▸ **Source document**:
::::::::::

Jacquot did his spiriting gently; and with the five-and-twenty sous thus barbarously extracted from old Pestle-and-Mortar, the three gamins hastened to regale themselves at the wine-shop. It was not till a month afterwards that the chemist, happening to notice Jean Pierre on the Pont Neuf (where he was earning a penny by holding down a poodle dog during the process of shaving), gave the gamin into custody. "It is not, Monsieur le Juge, so much for the value of my Seltzer water," said the venerable man, rising to address the court; "it is not even for the loss of my five-and-twenty sous that I feel myself called on to bring these juvenile offenders to justice, but my wife, Sir, my virtuous partner"--and the old gentleman began to shed tears.

The court looked surprised-but so did not the three gamins, who stood listening with an unconcerned air to the proceedings.

"When the sleeping-draught, as ordered by the prescription, was ready," resumed the chemist, "my excellent wife, unwilling that

Madame la Comtesse de Vas-y-voir should be kept waiting, put on her bonnet, and in the absence of our errand-boy, hastened to deliver the medicine according to the address given by yonder audacious little villain. Sir, I tremble while I relate it, the spot pointed out as the residence of the Comtesse, proved to be a disreputable resort. My innocent and unoffending partner was insulted; and in compensation for the stigma she may have incurred, I demand retribution on the offenders.' ""

::::::::::

▸ **Data listing**:
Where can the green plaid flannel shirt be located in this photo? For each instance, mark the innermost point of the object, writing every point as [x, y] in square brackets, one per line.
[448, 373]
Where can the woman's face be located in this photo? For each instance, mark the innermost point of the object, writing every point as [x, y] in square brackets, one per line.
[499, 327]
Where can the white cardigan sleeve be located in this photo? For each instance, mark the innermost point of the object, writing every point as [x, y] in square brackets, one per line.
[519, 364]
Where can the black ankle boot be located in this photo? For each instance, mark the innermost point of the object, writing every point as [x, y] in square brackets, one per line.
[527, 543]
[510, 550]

::::::::::

▸ **Exercise description**:
Write out, word for word, the part of the passage about the chemist and the three gamins that opens with the words containing "Jacquot did his" and closes with "to shed tears.".

▸ **Exercise answer**:
Jacquot did his spiriting gently; and with the five-and-twenty sous thus barbarously extracted from old Pestle-and-Mortar, the three gamins hastened to regale themselves at the wine-shop. It was not till a month afterwards that the chemist, happening to notice Jean Pierre on the Pont Neuf (where he was earning a penny by holding down a poodle dog during the process of shaving), gave the gamin into custody. "It is not, Monsieur le Juge, so much for the value of my Seltzer water," said the venerable man, rising to address the court; "it is not even for the loss of my five-and-twenty sous that I feel myself called on to bring these juvenile offenders to justice, but my wife, Sir, my virtuous partner"--and the old gentleman began to shed tears.